Required actions -
A – In the Puget Sound marine vegetation text, how many sites along the Snohomish estuary did the 2020 survey cover?
B – Which stressors does the Puget Sound marine vegetation text name as ones that eelgrass and kelp are sensitive to?
C – Continue the Puget Sound marine vegetation text from its last sentence.

Extract to read -
○ ○ ○ ○ ○ ○ ○
Puget Sound is home to five species of seagrass, and several hundred species of macroalgae, including over a dozen species of kelp. These plants and algae serve as critical habitat for a wide variety of organisms, including several fish species that are listed as endangered or threatened under the Federal Endangered Species Act.
Eelgrass (Zostera marina) is by far the most abundant seagrass in greater Puget Sound, growing mostly in the intertidal and shallow subtidal in muddy to sandy substrates and low to moderately high-energy environments.
The term kelp refers to a group of large brown macroalgae in the order Laminariales. These algae are found throughout greater Puget Sound, and are often the dominant vegetation in intertidal and subtidal habitats with solid substrate.
Eelgrass and kelp are both provide incredibly productive habitats and serve important ecosystem functions, including the following:
- Producing large amounts of carbon, which contribute to both local and distant food webs.
- Creating structurally complex habitat to provide refuge for marine species.
- Supporting high biodiversity and serve as important habitats for forage fish and juveniles of salmonids.
Eelgrass and kelp are sensitive to stressors such as climate change, physical disturbance, and eutrophication, and are considered important indicators of habitat condition and ecosystem health. Both eelgrass and kelp are included in the Puget Sound Partnership’s list of Vital Signs for Puget Sound recovery.
2020 Marine Vegetation Monitoring
In 2020, Snohomish County signed an agreement with the Washington State Department of Natural Resources (DNR) to conduct a comprehensive survey of marine vegetation (eelgrass, understory kelp and other macroalgae) at 10 sites along the Snohomish estuary, from Hermosa Point (North of Tulalip Bay) down to Port Gardner, using methods developed for DNR’s monitoring programs. This effort supplements existing and planned future sampling by DNR, and significantly increases the certainty in local estimates of eelgrass area and depth distribution over existing data from the DNR’s Submerged Vegetation Monitoring Program (SVMP).
○ ○ ○ ○ ○ ○ ○
Listed entries -
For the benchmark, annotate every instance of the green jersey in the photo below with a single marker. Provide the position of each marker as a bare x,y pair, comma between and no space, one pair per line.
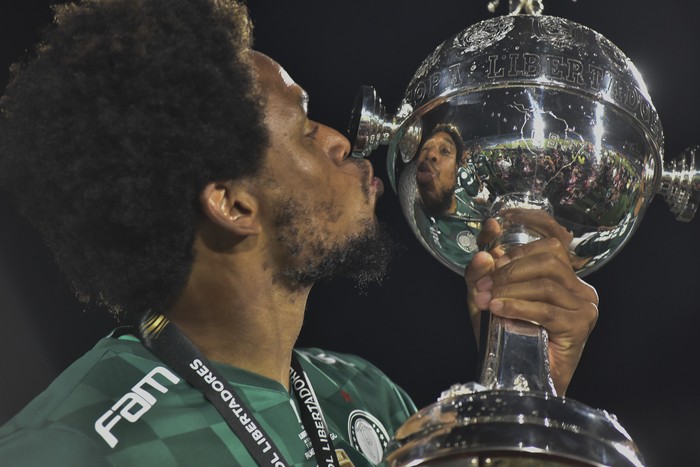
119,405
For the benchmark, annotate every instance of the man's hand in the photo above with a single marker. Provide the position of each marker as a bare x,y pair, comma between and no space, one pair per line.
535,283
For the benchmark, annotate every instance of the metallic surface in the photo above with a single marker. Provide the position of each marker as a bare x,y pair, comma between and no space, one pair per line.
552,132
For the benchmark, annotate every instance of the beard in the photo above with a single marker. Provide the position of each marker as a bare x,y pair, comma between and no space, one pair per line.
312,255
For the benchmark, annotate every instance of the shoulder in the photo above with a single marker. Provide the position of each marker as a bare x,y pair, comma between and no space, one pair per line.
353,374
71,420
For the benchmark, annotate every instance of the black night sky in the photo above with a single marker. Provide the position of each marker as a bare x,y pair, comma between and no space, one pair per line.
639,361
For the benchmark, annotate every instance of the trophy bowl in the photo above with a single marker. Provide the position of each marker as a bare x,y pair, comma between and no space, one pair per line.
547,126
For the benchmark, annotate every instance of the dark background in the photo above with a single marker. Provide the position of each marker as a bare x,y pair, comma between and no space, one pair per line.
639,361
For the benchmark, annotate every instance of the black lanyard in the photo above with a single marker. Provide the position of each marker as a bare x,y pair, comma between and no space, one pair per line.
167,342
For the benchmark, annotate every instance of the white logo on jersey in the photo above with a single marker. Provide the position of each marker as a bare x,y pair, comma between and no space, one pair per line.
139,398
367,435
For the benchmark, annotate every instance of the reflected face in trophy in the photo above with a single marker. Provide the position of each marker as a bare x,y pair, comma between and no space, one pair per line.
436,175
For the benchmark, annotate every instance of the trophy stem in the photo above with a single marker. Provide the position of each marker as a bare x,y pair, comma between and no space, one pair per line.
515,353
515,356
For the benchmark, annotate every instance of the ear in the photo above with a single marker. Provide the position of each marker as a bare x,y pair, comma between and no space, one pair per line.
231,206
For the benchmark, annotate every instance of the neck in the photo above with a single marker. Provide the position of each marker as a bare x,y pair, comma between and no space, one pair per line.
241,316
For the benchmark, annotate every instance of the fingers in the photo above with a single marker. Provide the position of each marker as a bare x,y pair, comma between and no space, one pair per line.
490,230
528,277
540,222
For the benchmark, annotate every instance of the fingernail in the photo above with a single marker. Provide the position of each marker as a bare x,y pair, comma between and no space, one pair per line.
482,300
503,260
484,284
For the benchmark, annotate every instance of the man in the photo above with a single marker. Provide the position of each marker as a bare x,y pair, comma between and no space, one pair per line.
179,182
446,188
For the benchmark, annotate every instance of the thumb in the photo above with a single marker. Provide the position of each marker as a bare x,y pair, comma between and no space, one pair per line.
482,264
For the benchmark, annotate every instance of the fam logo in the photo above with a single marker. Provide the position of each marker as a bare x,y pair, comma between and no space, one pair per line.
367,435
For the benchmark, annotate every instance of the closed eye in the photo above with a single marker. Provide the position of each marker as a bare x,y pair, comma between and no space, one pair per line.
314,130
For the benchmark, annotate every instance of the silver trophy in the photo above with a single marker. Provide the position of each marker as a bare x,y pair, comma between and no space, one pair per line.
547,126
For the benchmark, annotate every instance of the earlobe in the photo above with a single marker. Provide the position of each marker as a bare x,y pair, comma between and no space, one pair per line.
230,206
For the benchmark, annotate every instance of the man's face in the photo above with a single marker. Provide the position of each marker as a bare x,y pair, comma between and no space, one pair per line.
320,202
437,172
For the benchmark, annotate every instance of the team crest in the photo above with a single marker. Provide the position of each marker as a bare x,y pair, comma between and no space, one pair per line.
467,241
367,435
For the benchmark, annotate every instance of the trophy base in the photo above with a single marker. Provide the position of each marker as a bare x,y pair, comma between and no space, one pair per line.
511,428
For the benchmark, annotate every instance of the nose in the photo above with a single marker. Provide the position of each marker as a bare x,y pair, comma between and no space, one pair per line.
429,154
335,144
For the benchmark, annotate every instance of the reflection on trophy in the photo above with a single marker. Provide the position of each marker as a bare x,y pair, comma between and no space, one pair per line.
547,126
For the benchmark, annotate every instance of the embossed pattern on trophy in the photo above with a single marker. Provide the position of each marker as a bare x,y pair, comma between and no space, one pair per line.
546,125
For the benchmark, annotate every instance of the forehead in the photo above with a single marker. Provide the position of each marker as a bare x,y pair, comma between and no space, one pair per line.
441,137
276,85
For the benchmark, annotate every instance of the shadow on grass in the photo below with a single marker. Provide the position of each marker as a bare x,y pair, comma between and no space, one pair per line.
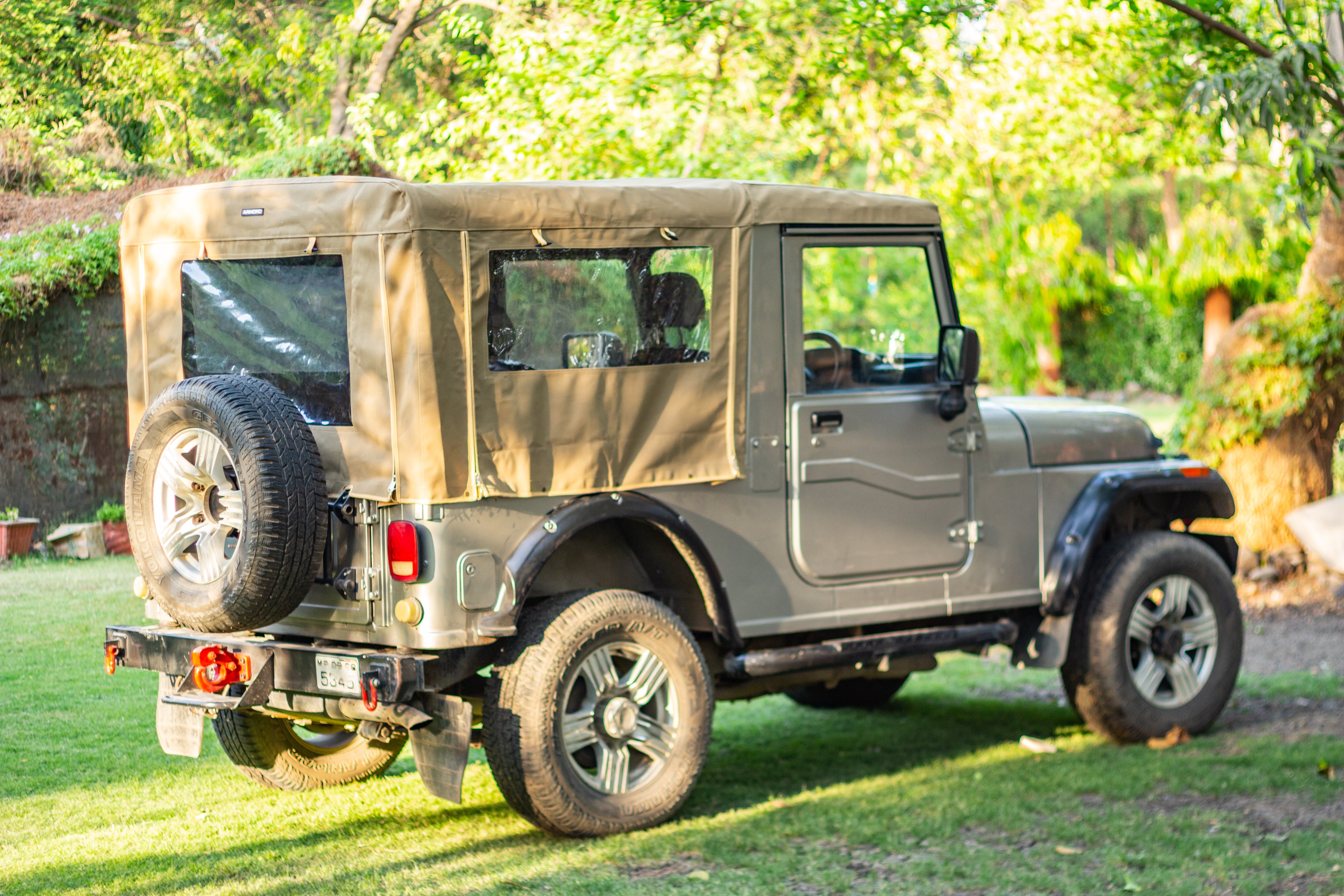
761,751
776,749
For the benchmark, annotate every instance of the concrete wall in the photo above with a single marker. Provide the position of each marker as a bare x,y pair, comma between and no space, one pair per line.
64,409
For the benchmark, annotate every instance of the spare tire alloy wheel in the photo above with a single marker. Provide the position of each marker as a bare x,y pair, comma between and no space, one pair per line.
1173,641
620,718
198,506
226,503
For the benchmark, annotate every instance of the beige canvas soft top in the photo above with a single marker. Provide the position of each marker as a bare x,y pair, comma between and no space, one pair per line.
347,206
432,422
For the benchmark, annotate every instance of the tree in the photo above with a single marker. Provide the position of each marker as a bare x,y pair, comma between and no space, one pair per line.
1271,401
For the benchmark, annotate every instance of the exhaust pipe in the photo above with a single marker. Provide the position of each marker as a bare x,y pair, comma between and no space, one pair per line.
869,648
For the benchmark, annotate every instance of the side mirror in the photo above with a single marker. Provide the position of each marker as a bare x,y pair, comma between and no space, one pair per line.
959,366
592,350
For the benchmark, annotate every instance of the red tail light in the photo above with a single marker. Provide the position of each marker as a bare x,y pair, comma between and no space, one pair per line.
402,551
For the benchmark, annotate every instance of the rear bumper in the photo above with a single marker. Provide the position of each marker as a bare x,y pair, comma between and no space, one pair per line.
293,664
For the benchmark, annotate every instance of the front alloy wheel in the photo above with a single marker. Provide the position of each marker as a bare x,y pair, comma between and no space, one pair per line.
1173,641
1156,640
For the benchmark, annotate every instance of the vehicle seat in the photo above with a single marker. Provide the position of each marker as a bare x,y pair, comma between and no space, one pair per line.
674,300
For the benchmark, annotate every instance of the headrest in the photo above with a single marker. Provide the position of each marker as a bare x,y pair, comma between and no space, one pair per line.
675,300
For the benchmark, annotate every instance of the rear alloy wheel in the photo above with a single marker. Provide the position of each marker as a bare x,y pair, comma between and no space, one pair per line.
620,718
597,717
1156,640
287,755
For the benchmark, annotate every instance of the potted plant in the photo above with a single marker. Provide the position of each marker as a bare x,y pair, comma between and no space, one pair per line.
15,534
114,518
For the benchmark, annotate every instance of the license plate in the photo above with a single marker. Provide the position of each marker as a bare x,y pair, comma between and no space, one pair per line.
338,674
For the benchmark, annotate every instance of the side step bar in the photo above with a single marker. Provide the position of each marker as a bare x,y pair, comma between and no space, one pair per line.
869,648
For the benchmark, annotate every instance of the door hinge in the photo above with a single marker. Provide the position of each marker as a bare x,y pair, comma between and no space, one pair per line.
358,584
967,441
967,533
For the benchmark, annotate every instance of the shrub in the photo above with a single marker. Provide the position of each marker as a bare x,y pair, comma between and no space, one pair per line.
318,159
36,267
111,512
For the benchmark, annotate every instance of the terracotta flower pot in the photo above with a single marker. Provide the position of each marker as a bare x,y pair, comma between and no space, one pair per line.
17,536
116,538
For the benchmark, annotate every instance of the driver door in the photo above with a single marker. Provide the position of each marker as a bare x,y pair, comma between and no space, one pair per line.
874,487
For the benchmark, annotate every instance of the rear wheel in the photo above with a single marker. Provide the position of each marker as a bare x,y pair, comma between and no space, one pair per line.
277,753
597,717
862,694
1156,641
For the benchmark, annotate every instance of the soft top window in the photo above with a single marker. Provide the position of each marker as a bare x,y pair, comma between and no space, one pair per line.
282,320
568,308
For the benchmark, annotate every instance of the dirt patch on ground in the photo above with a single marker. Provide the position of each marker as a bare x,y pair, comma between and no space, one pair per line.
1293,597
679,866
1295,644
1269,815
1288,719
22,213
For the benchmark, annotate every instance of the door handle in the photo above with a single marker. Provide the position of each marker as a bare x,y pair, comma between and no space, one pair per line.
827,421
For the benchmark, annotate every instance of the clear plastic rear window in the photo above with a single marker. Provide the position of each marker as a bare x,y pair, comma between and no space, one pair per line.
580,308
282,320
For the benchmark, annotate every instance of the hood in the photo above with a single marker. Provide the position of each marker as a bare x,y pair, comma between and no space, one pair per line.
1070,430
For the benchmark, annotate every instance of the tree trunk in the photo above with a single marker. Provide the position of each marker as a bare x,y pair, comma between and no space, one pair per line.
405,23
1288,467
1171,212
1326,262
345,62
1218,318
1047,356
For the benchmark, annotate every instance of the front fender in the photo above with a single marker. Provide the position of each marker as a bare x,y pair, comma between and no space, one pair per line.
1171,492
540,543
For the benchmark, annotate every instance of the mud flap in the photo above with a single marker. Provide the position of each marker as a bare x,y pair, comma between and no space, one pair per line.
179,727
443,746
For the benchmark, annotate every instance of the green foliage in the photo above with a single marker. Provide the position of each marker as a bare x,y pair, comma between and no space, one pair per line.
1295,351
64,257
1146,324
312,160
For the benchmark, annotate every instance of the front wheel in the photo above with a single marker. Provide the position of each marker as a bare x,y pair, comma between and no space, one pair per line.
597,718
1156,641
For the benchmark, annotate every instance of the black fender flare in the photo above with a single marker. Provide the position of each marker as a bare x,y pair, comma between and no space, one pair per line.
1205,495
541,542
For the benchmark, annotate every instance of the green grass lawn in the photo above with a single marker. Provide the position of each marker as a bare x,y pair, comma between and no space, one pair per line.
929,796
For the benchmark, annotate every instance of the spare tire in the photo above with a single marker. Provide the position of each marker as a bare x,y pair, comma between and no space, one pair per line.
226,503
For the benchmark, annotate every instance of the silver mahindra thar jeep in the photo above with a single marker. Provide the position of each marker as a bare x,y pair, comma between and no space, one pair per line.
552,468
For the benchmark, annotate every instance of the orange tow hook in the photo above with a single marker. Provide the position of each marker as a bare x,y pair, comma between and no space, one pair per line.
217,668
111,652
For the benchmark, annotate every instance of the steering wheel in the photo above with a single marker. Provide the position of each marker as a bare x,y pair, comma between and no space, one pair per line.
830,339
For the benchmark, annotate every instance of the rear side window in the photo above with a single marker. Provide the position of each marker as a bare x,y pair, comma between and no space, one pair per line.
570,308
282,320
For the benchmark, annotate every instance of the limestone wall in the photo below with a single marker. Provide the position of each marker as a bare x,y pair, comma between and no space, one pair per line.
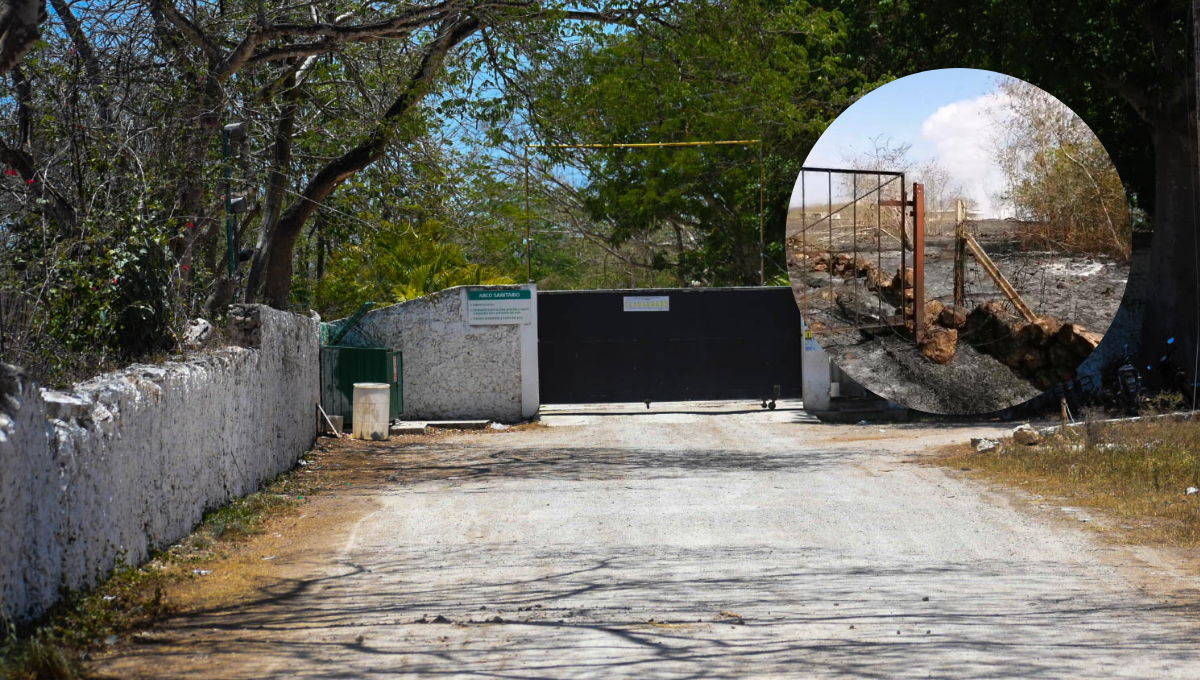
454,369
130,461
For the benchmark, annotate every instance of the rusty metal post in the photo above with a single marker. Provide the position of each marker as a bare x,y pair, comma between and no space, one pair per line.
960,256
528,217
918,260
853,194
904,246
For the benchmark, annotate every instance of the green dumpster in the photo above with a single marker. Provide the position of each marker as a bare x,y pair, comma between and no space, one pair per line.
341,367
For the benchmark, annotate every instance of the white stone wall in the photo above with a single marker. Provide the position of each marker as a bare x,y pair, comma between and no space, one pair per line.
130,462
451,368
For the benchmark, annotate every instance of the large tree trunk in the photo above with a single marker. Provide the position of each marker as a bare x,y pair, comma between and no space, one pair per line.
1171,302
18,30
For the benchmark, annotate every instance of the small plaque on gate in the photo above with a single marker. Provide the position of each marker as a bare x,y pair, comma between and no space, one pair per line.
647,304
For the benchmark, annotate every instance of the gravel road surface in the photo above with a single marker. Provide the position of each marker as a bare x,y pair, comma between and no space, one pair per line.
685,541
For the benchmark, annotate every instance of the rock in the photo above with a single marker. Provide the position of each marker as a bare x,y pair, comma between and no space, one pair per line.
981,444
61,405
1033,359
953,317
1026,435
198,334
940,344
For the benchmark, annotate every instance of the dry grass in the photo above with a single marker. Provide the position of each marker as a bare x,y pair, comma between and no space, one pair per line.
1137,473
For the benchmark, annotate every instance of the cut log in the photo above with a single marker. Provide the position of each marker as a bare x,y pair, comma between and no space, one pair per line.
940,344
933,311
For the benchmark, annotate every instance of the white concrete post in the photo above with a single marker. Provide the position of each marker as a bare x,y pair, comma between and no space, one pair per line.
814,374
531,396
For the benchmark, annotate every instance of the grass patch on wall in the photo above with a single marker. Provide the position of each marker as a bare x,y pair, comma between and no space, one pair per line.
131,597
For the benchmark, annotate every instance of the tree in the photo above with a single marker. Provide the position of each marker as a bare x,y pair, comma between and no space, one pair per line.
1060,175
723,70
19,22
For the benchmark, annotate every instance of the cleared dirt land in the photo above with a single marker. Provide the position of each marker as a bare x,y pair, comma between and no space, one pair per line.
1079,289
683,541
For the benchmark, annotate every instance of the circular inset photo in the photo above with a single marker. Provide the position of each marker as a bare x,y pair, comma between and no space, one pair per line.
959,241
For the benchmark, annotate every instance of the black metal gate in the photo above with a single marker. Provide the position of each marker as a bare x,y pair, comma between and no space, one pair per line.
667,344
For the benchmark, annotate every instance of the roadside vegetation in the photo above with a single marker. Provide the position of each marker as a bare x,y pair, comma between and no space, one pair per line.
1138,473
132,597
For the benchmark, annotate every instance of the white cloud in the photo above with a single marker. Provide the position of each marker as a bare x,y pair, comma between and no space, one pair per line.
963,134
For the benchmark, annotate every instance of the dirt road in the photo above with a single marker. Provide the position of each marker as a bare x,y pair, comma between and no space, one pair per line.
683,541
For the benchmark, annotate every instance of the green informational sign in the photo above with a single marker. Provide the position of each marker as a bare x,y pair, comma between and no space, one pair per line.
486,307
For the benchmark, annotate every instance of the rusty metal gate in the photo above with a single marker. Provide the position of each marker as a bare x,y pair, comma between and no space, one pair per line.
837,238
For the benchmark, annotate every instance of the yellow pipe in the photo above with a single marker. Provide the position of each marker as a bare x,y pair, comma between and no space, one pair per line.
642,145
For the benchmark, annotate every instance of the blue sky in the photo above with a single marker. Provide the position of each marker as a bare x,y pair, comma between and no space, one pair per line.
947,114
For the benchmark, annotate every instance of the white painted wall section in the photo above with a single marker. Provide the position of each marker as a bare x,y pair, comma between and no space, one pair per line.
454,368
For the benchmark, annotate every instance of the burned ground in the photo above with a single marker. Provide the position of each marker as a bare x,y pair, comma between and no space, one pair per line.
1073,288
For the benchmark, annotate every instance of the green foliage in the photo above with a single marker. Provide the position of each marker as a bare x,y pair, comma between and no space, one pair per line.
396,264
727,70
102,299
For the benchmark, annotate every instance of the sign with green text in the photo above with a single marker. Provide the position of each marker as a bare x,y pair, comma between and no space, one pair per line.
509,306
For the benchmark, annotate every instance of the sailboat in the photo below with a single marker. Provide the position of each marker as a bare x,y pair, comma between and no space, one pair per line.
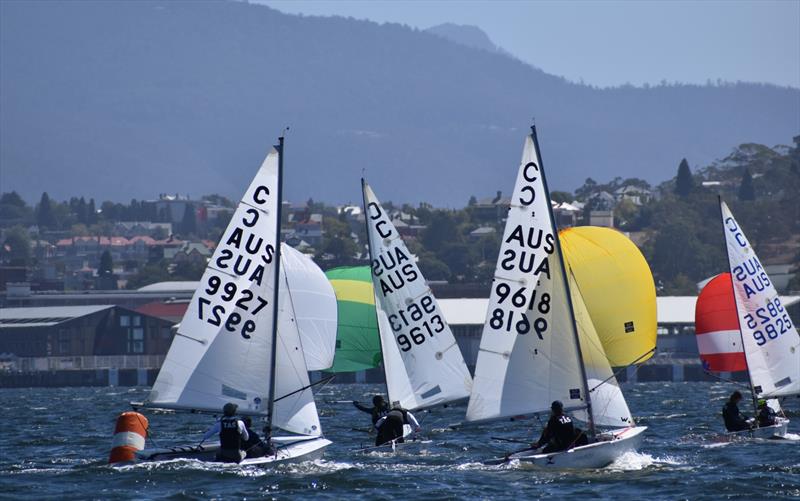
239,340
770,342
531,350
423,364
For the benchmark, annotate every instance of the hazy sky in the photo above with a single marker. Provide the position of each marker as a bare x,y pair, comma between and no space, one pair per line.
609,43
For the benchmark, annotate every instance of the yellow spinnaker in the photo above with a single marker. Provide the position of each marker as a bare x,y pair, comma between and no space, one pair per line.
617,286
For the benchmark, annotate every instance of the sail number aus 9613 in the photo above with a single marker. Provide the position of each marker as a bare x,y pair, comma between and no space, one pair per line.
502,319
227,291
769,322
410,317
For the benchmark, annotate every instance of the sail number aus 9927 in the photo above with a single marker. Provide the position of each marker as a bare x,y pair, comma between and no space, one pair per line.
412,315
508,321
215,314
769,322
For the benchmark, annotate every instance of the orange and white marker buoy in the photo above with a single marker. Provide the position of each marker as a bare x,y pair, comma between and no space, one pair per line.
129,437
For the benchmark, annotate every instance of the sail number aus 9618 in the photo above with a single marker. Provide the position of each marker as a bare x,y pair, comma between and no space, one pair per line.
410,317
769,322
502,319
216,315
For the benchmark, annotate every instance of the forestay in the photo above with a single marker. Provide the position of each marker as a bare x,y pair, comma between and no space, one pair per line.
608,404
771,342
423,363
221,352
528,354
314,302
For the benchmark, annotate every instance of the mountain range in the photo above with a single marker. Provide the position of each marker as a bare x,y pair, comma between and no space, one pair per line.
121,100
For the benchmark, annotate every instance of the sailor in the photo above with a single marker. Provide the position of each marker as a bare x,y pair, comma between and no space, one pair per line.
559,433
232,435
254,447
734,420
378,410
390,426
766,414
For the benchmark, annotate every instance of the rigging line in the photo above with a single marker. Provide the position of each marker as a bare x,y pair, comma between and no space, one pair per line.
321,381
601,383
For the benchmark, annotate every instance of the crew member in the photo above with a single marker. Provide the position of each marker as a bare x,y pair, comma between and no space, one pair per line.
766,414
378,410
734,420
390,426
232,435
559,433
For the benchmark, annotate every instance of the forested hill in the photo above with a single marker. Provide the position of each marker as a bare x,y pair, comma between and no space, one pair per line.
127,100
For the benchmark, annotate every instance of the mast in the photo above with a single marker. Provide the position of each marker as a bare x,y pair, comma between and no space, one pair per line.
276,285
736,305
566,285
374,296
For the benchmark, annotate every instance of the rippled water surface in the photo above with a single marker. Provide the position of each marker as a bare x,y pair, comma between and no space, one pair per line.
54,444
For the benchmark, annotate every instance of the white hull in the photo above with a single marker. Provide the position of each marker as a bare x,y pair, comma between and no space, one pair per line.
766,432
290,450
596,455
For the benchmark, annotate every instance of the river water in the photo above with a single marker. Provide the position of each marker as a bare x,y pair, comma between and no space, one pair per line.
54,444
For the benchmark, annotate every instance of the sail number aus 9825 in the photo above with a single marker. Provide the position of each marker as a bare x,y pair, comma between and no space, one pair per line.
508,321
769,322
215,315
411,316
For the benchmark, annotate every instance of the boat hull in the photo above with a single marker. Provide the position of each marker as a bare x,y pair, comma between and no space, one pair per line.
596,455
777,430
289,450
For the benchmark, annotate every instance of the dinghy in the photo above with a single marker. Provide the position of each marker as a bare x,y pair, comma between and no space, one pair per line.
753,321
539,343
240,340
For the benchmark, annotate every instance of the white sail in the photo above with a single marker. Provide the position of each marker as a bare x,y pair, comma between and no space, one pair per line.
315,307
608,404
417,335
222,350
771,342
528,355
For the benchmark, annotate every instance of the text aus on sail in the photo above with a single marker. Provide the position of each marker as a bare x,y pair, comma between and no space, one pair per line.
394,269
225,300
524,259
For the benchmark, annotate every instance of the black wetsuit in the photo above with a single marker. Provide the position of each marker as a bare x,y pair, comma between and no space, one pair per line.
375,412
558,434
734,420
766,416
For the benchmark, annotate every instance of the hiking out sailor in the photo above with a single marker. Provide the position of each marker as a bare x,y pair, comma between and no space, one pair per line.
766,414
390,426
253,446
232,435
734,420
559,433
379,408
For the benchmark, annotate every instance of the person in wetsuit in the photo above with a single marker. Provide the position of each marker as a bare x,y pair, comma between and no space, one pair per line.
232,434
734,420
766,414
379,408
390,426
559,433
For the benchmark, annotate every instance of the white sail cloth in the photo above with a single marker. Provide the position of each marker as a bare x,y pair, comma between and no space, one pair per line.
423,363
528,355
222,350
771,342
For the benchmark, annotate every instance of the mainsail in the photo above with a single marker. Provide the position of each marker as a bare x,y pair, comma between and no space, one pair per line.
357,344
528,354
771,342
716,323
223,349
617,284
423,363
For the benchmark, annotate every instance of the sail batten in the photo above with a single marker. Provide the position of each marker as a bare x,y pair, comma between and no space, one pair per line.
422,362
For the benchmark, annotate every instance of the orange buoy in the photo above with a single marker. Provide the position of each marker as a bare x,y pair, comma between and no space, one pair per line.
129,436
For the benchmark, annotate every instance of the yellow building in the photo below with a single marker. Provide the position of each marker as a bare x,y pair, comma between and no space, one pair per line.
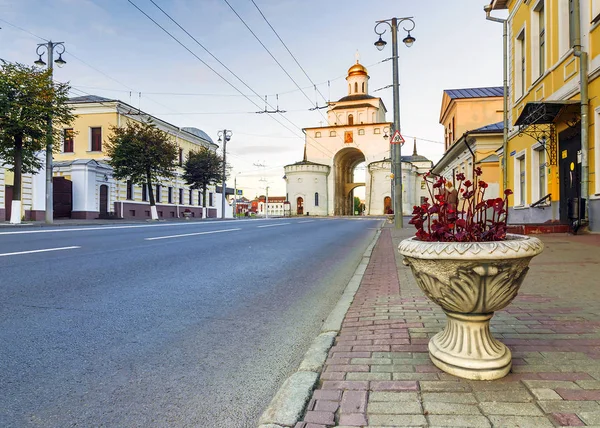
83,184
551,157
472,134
○ ○ ○ ○ ○ ○ ○
Outputs for the tasks -
A – 10 sites.

B – Climate change, physical disturbance, and eutrophication.

C –
Through this partnership, DNR surveyed the shoreline along the Snohomish estuary in August 2020, and produced a detailed report of their findings in December 2020. Key findings from this report include the following:
- Marine vegetation in the study area was dominated by eelgrass and green algae, which is expected for intertidal and shallow subtidal estuarine habitats dominated by sandy substrates.
- The depth distribution of marine vegetation was similar to other sites in the Saratoga Whidbey basin, but more restricted in maximum depth as compared to Central Puget Sound.
- At 6 out of the 10 sites sampled, a change in eelgrass area over time was able to be assessed. Eelgrass area has increased over time at 3 sites along the shoreline between Mission Beach and Priest Point. Eelgrass has declined in Tulalip Bay and in the center of the Snohomish delta. The declines in Tulalip Bay are part of a longer-term trend. Declines at the center of the Snohomish delta may be due to natural variability at this highly dynamic site. Both locations are a priority for future monitoring.
For more information, view the full report here: Eelgrass, kelp and other macroalgae near the Snohomish delta - Final report to Snohomish County
Kelp Monitoring Overview
Bull kelp (Nereocystis leuktean) is the largest species of brown algae native to our region. This fast-growing seaweed can grow as much as 60 feet in length in a single year and is an important part of the rocky inter tidal ecosystem. It serves as both a primary producer in the food web of Puget Sound and as shelter and habitat for fish, invertebrates, marine mammals, and birds. In addition, the intricate structure of this living habitat buffers against current and wave energy, to help protect the nearshore ecosystem.
In the Puget Sound, there have been noticeable declines in bull kelp abundance. While it is unclear what has caused these declines, potential factors include toxic pollutants from storm water, erosion, high sedimentation deposition, and overpopulation of kelp predators.
In response to concerns over bull kelp decline and as part of our nearshore conservation goals, Snohomish County MRC seeks to understand how much kelp habitat is currently available in local waters. Towards that end, all seven regional MRCs throughout the Puget Sound are continuing to gather data as part of the Northwest Straits Commission’s Regional Kelp monitoring project (2016) which contributes to an expanding regional story map and interactive Arc GIS database that tracks changes in number of kelp beds and total acres measured. MRC members recently completed our monitoring via kayak in August 2020.